Exercise directions
In the entries that follow, identify the line containing "Could you point out every instance of the barn" and return it together with all later lines, exactly as they appear.

──────

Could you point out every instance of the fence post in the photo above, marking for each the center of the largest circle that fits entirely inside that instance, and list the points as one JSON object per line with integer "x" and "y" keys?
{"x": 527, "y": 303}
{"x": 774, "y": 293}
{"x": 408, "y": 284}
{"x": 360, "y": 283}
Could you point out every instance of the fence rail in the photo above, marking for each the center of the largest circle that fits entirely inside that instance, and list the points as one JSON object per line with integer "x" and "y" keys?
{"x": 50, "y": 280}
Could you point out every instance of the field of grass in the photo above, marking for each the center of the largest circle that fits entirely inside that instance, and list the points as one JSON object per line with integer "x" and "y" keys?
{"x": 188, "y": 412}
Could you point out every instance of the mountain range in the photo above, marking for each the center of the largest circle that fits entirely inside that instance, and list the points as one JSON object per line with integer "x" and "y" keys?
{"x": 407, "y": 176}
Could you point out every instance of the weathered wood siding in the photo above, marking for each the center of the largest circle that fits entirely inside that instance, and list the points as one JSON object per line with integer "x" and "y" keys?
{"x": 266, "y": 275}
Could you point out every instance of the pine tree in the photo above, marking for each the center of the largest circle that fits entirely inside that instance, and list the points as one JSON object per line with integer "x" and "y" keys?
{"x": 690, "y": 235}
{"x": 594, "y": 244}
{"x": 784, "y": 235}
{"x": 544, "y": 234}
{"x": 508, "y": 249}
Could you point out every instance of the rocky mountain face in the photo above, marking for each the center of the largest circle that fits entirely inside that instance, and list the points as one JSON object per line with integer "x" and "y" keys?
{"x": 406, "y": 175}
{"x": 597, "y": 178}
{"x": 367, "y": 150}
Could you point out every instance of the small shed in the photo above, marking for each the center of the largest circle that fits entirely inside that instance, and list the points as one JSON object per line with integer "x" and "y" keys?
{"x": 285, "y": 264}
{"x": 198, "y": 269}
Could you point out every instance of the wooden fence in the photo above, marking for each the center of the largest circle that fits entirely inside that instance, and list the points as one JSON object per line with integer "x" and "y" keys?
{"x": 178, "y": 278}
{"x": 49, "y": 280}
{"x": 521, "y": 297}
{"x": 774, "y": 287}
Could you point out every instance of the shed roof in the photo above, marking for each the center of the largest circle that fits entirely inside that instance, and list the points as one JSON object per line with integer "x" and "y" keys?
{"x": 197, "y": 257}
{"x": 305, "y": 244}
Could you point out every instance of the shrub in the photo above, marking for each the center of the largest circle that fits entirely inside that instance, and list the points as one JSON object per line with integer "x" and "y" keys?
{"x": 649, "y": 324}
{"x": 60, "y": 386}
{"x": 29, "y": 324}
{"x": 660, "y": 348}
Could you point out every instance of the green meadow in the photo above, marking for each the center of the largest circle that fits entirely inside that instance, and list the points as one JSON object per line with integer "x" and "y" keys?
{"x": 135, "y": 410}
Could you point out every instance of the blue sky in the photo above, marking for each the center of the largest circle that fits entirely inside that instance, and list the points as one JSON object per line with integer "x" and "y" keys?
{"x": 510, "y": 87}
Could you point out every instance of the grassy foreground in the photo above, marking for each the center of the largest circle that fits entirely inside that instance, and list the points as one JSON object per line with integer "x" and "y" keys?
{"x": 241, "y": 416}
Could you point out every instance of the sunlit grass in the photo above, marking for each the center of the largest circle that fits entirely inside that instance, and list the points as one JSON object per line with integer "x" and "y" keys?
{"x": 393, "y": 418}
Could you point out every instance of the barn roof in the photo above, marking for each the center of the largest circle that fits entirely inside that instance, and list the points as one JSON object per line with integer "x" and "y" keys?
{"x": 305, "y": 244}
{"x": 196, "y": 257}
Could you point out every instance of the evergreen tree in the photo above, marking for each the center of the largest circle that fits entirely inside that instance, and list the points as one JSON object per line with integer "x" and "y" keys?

──────

Written response
Could you point out every instance of the barn roof in the photo above, marking for each the center of the largest circle that fits entirely inside that instance, and list the points as one JSON object per line with integer "x" and "y" keys?
{"x": 305, "y": 244}
{"x": 196, "y": 257}
Could you point out every instance of the evergreen tree in the photo above, marking for each the center of the largest circle that fits entirely inside that instance, and list the points as one JSON object per line with integer "x" and "y" keys?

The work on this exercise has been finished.